_TESTO SCELTO_:

# # #

ROMA, giovedì, 24 febbraio 2011 (ZENIT.org).- Il bilancio ufficiale del governo, dopo nove giorni di scontri, parla di 300 morti. Mille secondo fonti locali concordanti. Diecimila per la Tv al-Arabiya che cita un esponente libico della Corte penale internazionale. Mentre sarebbero 50mila i feriti. Queste le cifre, controverse e provvisorie, del dramma che si sta consumando in Libia. Crescono le pressioni internazionali sul regime ma Muammar Gheddafi non cede e ordina di bombardare anche la moschea Al- Zawiyah pur di far fuori i manifestanti.

«In nessuna delle crisi umanitarie e dei conflitti vissuti negli ultimi venti anni» è il commento di don Vittorio  Nozza, direttore di Caritas Italiana, «abbiamo assistito ad una violenza così vasta».  «Anche la sorpresa dei Paesi occidentali – continua Nozza – rispetto all’evolversi rapido di queste crisi, è il segnale di una preoccupazione diffusa che condividiamo e rispetto alla quale chiediamo la massima attenzione».

Una rivolta, quella del Nord Africa, che non può essere spiegata solo con la povertà quanto piuttosto con la libertà negata: «Quando un popolo viene oppresso per troppo tempo da un regime che non rispetta i diritti umani – spiega il presidente della Cei, il Cardinale Angelo Bagnasco -, prima o poi scoppia».

# # #

Annotazioni con punti
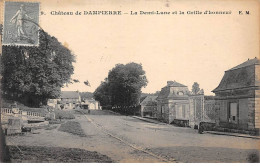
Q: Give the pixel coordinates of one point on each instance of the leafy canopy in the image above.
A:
(32, 75)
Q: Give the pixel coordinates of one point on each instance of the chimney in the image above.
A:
(169, 83)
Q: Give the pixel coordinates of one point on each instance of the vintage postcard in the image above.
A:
(141, 81)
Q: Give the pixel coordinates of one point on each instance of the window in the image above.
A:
(180, 93)
(233, 112)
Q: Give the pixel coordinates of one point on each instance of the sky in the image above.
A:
(184, 48)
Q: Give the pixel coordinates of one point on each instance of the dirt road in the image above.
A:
(126, 139)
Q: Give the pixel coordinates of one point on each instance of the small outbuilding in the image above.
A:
(237, 97)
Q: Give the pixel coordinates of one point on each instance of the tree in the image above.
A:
(125, 84)
(32, 75)
(195, 88)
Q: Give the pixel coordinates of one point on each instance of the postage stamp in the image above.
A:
(21, 23)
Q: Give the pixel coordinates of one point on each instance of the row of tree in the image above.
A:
(123, 86)
(32, 75)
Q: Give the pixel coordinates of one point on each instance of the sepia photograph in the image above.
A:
(141, 81)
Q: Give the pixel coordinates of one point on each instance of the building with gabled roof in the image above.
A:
(237, 96)
(173, 102)
(67, 100)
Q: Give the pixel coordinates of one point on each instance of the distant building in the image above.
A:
(67, 100)
(237, 96)
(177, 105)
(149, 106)
(70, 99)
(173, 102)
(91, 104)
(202, 109)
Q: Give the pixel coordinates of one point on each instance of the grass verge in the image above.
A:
(40, 154)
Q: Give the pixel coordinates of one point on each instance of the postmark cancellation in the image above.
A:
(21, 23)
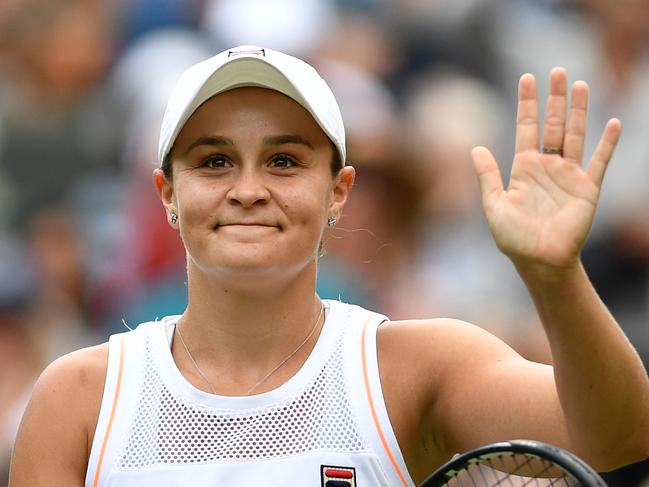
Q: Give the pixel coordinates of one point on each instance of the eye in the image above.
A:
(283, 161)
(216, 161)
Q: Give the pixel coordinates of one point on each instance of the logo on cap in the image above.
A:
(337, 476)
(248, 52)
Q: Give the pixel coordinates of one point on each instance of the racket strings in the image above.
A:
(511, 470)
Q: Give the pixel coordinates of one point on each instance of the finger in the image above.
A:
(604, 151)
(555, 112)
(573, 143)
(486, 167)
(527, 119)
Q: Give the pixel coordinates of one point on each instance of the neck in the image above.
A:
(244, 331)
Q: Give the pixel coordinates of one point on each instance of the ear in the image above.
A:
(342, 186)
(165, 189)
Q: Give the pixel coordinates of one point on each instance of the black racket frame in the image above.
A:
(580, 470)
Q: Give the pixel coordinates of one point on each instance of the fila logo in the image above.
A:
(337, 476)
(251, 52)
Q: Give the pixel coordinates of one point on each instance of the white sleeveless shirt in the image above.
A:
(326, 426)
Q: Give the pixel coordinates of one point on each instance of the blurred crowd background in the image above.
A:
(84, 246)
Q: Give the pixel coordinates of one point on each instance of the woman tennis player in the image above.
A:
(261, 383)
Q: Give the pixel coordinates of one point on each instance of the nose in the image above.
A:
(248, 188)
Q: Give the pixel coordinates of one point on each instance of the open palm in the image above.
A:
(545, 213)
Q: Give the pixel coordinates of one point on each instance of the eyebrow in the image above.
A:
(219, 140)
(287, 139)
(210, 140)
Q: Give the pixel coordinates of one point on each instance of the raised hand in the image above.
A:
(545, 213)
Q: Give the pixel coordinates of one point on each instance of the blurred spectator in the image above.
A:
(236, 22)
(371, 249)
(56, 125)
(147, 273)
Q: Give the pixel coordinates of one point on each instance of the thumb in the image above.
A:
(486, 168)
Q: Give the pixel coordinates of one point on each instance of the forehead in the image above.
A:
(250, 111)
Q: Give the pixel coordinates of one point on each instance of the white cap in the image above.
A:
(252, 66)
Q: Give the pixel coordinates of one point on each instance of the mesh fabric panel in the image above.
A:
(168, 430)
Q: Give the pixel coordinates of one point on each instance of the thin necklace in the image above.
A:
(273, 370)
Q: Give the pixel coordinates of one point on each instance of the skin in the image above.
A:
(252, 206)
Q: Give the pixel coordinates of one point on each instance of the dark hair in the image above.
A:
(336, 163)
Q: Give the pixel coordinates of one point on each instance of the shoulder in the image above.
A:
(72, 386)
(422, 363)
(442, 342)
(70, 391)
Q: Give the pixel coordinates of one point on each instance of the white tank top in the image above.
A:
(326, 426)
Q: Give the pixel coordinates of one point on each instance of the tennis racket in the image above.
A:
(515, 463)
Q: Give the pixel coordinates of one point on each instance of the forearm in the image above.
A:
(601, 382)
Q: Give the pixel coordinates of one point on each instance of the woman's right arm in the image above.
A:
(57, 429)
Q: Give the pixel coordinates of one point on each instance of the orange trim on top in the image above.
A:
(377, 425)
(118, 387)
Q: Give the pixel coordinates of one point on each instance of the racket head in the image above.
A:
(530, 463)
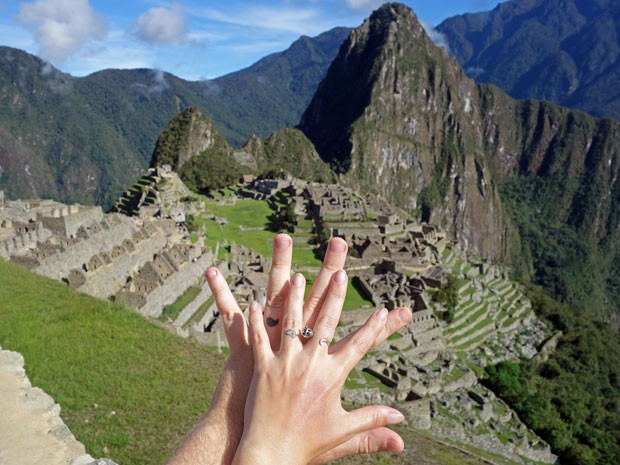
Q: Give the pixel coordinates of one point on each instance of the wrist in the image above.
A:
(262, 451)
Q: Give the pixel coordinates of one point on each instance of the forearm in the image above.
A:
(216, 437)
(260, 452)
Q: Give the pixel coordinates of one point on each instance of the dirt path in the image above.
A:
(31, 430)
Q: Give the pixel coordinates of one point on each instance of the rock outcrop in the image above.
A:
(401, 118)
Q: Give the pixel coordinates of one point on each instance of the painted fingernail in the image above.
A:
(341, 277)
(298, 280)
(282, 242)
(337, 245)
(395, 418)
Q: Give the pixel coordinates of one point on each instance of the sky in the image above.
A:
(192, 39)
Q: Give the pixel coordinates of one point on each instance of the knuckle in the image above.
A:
(365, 445)
(361, 346)
(313, 303)
(275, 301)
(329, 322)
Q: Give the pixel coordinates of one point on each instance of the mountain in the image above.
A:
(193, 147)
(525, 182)
(564, 51)
(273, 93)
(86, 139)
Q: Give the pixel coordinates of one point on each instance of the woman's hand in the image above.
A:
(215, 439)
(293, 411)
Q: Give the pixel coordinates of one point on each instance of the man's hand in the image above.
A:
(216, 437)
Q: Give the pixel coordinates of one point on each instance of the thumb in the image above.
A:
(367, 418)
(235, 325)
(368, 442)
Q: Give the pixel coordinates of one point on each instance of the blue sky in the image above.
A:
(192, 39)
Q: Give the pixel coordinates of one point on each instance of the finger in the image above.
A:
(335, 258)
(232, 316)
(361, 341)
(258, 335)
(329, 316)
(368, 418)
(369, 442)
(292, 315)
(396, 320)
(277, 286)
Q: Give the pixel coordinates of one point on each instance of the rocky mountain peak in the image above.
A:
(188, 134)
(393, 114)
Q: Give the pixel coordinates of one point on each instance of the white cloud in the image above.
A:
(291, 20)
(61, 27)
(161, 25)
(437, 37)
(365, 5)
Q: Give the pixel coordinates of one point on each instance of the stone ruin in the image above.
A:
(141, 262)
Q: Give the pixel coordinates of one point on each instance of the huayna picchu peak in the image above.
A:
(528, 182)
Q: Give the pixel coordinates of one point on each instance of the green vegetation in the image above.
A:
(448, 295)
(573, 400)
(124, 384)
(213, 169)
(553, 253)
(173, 310)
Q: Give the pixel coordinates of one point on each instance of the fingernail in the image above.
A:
(337, 245)
(298, 280)
(395, 418)
(404, 314)
(395, 445)
(282, 242)
(341, 277)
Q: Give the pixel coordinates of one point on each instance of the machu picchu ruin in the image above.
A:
(150, 252)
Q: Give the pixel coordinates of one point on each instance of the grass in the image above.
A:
(94, 358)
(249, 213)
(173, 310)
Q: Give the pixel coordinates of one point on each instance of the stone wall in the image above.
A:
(66, 221)
(20, 244)
(31, 429)
(81, 252)
(110, 279)
(176, 285)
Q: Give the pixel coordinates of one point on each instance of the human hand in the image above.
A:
(216, 438)
(293, 410)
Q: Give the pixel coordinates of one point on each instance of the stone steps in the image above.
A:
(193, 306)
(475, 339)
(462, 317)
(477, 318)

# # #

_COSA FARE_:
A – Modifica il brano sulla Libia partendo da "ROMA, giovedì, 24" e proseguendo fino a "fuori i manifestanti.", mettendo "dimostranti" al posto di "manifestanti".
B – Prosegui il brano sulla Libia dal punto in cui si ferma.
Le righe sono materiale a sé, distinto dal brano sulla Libia.

_RISULTATI FINALI_:
A –
ROMA, giovedì, 24 febbraio 2011 (ZENIT.org).- Il bilancio ufficiale del governo, dopo nove giorni di scontri, parla di 300 morti. Mille secondo fonti locali concordanti. Diecimila per la Tv al-Arabiya che cita un esponente libico della Corte penale internazionale. Mentre sarebbero 50mila i feriti. Queste le cifre, controverse e provvisorie, del dramma che si sta consumando in Libia. Crescono le pressioni internazionali sul regime ma Muammar Gheddafi non cede e ordina di bombardare anche la moschea Al- Zawiyah pur di far fuori i dimostranti.

B –
Monsignor Giovanni  Martinelli, vescovo di Tripoli, coglie in questa tragedia umanitaria il desiderio delle nuove generazioni di darsi un’opportunità di vita migliore: «La gente – spiega il presule in una intervista a “Radio 24”  – chiede più democrazia. C’è uno scatto di qualità della popolazione con il desiderio dei giovani di godere dei beni del Paese».

«A una rivolta generazionale simile al nostro Sessantotto –  spiega ancora Martinelli, questa volta al quotidiano “La Stampa” – si unisce, a causa della difficoltà di trovare casa e di  farsi una famiglia, la rabbia dei ragazzi impossibilitati a  ottemperare all’obbligo musulmano del matrimonio».

«La repressione  della protesta è stata molto forte e il sangue che qui in Libia  scorre nelle strade ostacola una riconciliazione generale e allontana  la soluzione dei problemi». Le  autorità hanno  perso il controllo della situazione, «perciò – conclude – siamo entrati in contatto con la Mezzaluna rossa e altre organizzazioni islamiche per chiedere  protezione alle chiese, ai conventi, ai nostri fedeli e alle suore che lavorano negli ospedali».

Il centro Caritas, che dista circa 10 chilometri da Tripoli, al momento è invece chiuso al pubblico e non  si sa quando riaprirà: «Noi restiamo barricati in casa, come ci è stato  detto, e non possiamo raggiungere il centro, dove ci sono i migranti  che accogliamo». A parlare è suor Sherly Joseph, una delle tre suore  francescane che lavorano presso il centro Caritas che accoglie  profughi provenienti soprattutto dall’Eritrea e da altri paesi  dell’Africa centrale.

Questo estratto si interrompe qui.